• CHALLENGE:
In the records below, find the line containing "Objective - one point per instance of the palomino", then extract that line and all subsequent lines exactly, leaving out everything else.
— START —
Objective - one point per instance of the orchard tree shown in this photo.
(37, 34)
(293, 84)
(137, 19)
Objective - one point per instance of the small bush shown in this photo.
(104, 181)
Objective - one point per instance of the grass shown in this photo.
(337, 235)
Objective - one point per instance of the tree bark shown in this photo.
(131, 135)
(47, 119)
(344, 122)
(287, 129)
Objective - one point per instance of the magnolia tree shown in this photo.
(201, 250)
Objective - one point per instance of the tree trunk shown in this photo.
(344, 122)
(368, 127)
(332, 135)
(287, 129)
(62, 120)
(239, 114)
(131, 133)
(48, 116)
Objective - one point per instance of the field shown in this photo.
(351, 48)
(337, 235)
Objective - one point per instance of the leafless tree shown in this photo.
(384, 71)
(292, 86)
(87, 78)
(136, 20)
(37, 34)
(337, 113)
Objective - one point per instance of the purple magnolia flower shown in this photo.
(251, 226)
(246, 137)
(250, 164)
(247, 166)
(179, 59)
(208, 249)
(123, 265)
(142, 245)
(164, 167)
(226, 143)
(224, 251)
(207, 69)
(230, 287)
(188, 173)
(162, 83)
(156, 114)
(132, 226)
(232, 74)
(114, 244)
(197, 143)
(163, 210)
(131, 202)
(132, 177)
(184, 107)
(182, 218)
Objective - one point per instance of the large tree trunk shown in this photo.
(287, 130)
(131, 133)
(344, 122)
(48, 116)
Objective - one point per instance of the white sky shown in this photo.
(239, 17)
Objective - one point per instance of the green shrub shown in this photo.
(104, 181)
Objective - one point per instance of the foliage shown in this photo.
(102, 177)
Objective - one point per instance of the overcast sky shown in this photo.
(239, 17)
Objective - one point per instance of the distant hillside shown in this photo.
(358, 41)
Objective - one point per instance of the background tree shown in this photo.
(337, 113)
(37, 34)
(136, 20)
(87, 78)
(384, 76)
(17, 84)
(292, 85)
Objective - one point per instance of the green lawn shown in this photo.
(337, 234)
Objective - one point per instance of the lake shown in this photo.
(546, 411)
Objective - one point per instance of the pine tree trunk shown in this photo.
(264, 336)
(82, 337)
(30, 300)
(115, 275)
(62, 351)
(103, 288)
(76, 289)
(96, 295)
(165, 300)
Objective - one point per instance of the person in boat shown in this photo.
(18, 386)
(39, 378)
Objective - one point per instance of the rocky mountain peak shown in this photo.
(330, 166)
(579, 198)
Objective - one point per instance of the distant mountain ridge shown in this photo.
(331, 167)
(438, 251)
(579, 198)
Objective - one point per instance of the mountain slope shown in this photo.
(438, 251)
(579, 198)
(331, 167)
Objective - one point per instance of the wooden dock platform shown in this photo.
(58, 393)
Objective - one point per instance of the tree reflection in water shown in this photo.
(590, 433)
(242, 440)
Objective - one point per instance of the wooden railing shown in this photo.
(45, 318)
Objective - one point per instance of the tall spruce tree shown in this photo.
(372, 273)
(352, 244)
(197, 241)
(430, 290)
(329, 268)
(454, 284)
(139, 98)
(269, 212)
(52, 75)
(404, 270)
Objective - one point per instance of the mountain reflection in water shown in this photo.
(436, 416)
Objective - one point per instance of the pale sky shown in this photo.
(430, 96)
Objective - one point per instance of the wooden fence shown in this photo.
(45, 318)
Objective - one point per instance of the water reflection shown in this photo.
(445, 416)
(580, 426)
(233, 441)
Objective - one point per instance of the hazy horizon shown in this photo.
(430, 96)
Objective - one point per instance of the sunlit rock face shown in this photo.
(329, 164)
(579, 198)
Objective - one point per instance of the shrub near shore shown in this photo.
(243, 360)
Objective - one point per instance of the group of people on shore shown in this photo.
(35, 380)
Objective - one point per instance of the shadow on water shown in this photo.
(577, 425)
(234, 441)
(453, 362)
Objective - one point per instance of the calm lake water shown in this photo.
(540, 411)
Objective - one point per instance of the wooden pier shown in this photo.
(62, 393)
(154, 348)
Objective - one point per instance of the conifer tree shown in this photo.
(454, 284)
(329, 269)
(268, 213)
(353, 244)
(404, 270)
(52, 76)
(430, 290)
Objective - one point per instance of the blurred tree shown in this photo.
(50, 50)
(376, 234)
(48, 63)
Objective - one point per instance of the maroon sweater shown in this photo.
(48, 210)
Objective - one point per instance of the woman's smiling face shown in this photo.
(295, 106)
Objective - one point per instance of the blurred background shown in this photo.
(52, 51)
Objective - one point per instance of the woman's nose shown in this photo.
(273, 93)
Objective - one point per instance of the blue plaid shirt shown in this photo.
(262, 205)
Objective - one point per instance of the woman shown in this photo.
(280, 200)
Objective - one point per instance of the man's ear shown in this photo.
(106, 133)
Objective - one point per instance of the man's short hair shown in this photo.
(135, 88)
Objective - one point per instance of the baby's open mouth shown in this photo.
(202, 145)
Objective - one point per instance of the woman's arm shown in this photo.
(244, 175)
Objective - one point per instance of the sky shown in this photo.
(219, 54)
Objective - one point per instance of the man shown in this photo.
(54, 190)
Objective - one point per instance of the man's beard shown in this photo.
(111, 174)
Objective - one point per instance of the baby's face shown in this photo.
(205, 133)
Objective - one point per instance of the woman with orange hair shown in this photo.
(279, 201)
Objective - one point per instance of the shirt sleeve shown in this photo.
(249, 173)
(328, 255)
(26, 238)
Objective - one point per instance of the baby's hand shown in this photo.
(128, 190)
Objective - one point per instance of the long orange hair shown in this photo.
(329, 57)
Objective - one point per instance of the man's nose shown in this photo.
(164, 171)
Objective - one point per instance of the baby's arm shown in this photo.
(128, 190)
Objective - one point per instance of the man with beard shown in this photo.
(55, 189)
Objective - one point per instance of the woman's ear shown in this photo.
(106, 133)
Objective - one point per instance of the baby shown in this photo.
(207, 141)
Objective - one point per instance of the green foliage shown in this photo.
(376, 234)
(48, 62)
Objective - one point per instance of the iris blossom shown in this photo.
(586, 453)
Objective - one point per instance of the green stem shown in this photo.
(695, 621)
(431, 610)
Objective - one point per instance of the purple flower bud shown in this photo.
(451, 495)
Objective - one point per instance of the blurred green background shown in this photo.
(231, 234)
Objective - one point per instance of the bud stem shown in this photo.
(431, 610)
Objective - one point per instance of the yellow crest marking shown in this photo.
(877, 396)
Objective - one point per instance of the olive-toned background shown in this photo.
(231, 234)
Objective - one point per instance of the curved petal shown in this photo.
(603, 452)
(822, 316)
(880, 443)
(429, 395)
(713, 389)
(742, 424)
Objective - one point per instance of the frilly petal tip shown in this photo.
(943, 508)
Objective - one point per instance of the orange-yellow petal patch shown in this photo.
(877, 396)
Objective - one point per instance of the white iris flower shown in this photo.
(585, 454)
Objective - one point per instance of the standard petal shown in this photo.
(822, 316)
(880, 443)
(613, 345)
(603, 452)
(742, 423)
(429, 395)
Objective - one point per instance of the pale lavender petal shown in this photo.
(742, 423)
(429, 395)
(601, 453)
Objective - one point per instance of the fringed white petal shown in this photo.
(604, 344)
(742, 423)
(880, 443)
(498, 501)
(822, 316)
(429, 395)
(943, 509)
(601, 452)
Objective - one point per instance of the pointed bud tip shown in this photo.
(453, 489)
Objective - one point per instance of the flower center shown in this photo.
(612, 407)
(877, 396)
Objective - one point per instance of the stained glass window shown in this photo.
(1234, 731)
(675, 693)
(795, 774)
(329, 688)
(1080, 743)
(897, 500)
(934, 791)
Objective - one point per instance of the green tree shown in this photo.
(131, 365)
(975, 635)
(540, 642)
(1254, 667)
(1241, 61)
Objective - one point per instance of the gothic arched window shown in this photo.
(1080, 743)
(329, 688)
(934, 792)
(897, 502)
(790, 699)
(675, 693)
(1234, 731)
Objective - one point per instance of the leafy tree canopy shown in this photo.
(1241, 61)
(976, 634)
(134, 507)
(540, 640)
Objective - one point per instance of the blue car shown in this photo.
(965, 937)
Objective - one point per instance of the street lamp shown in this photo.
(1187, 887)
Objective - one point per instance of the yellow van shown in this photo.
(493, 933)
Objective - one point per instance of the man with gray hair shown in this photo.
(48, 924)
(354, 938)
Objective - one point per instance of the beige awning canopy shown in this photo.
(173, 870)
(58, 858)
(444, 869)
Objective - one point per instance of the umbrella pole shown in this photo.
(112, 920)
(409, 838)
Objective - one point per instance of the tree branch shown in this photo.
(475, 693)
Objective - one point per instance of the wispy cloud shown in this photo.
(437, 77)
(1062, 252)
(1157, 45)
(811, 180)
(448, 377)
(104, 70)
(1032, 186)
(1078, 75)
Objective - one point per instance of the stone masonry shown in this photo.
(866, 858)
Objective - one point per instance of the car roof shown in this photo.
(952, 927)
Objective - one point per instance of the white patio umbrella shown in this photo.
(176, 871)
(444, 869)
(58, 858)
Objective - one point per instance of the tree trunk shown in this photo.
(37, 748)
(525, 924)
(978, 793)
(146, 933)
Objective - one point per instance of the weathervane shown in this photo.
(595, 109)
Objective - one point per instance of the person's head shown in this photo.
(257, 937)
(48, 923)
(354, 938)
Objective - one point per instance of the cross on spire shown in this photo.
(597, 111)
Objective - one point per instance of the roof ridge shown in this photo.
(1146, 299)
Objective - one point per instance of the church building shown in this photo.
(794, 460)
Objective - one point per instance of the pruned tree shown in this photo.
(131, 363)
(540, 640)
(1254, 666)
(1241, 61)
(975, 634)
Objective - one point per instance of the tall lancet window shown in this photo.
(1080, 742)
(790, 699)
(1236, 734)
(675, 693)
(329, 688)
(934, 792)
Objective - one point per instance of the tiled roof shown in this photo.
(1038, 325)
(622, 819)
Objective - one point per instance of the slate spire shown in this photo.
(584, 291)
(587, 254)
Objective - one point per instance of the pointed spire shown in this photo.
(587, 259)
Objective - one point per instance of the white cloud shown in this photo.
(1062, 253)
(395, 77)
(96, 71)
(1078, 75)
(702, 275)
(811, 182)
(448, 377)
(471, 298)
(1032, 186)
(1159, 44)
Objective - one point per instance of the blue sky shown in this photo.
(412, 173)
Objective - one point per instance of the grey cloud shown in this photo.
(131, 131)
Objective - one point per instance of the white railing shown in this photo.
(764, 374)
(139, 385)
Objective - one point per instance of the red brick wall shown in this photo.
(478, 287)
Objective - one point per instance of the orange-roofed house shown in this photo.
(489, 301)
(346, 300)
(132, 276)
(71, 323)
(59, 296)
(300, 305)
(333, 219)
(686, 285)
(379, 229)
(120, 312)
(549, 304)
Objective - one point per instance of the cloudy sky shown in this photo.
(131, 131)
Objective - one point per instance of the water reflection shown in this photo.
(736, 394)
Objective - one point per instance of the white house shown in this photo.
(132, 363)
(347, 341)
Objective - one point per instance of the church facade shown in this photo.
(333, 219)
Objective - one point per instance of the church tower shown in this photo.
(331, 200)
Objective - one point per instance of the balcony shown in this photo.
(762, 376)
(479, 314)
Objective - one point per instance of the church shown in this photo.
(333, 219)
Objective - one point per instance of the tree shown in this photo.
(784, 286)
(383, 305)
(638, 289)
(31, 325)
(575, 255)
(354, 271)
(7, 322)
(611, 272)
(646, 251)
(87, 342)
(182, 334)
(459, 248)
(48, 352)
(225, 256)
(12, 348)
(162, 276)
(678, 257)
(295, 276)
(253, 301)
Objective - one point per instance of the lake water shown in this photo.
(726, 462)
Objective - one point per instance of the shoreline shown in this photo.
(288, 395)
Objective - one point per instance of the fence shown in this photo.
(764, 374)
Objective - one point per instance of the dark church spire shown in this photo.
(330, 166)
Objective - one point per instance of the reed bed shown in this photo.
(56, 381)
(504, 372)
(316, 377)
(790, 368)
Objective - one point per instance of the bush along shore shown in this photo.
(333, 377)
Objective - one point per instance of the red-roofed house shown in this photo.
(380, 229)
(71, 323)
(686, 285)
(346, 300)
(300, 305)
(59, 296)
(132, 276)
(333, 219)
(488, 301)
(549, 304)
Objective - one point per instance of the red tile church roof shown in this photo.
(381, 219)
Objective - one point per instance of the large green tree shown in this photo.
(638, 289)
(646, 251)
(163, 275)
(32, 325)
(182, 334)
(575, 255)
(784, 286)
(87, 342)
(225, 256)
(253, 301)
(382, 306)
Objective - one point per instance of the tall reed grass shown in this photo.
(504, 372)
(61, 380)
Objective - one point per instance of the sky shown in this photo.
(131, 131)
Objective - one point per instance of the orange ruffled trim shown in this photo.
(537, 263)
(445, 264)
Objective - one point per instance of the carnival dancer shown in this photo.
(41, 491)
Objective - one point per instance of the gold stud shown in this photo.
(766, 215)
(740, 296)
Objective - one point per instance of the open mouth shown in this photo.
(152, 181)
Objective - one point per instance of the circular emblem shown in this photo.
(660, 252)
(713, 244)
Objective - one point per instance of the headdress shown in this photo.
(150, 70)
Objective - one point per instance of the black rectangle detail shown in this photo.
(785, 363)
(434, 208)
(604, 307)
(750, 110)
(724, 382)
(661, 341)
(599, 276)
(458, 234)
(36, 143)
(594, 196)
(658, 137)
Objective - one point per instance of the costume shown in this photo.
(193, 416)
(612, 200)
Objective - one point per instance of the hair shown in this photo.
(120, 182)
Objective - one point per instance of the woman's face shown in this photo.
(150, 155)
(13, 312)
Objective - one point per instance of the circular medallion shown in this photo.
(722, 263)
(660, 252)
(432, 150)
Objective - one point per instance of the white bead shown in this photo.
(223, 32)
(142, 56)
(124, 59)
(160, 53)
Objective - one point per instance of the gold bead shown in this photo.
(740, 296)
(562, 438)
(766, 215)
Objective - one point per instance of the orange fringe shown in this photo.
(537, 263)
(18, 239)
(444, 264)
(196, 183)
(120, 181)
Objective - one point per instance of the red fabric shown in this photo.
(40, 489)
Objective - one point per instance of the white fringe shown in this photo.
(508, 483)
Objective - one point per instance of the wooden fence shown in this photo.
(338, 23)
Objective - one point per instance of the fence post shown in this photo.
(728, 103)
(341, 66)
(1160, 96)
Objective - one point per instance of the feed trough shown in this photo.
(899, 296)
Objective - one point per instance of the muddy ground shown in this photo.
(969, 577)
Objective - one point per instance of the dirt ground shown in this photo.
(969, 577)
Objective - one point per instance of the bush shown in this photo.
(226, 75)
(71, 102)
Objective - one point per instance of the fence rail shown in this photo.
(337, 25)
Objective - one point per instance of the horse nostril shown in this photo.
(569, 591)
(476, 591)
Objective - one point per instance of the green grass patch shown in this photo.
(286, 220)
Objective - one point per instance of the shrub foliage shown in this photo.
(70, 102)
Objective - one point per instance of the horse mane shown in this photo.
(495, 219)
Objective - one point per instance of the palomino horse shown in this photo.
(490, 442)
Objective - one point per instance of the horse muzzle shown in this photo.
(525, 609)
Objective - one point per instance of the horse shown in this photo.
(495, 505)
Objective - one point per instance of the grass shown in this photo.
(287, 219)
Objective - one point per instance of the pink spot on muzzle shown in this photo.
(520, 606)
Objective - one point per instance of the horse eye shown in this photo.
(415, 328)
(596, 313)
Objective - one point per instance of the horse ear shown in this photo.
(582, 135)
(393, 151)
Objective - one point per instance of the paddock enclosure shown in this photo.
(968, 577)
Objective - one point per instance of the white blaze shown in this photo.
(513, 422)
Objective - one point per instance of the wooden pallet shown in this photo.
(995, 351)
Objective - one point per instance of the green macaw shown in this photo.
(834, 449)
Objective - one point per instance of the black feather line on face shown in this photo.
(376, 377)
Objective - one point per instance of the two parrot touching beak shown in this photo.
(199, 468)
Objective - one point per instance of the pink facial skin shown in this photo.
— END —
• EXERCISE RESPONSE:
Objective - one point per instance of the palomino horse shown in this photo.
(490, 442)
Objective - one point per instance of the horse muzzle shown in this photo.
(525, 609)
Objective - one point per instance of the horse shown in this photo.
(495, 505)
Objective - one point per instance of the grass shown in this photo.
(287, 219)
Objective - one point per instance of the pink spot on muzzle shown in this photo.
(520, 606)
Objective - one point per instance of the horse eye shown in this photo.
(415, 328)
(596, 313)
Objective - one point per instance of the horse ear shown in this photo.
(582, 135)
(393, 151)
Objective - one point per instance of the paddock enclosure shown in this photo.
(968, 577)
Objective - one point per instance of the white blaze shown in this photo.
(513, 422)
Objective - one point per instance of the wooden pallet shown in this photo.
(995, 351)
Objective - one point per instance of the green macaw shown in this photo.
(834, 449)
Objective - one point per instance of the black feather line on face shown in this photo.
(376, 377)
Objective - one point per instance of the two parrot touching beak shown in this photo.
(199, 468)
Objective - one point per instance of the pink facial skin shown in this photo.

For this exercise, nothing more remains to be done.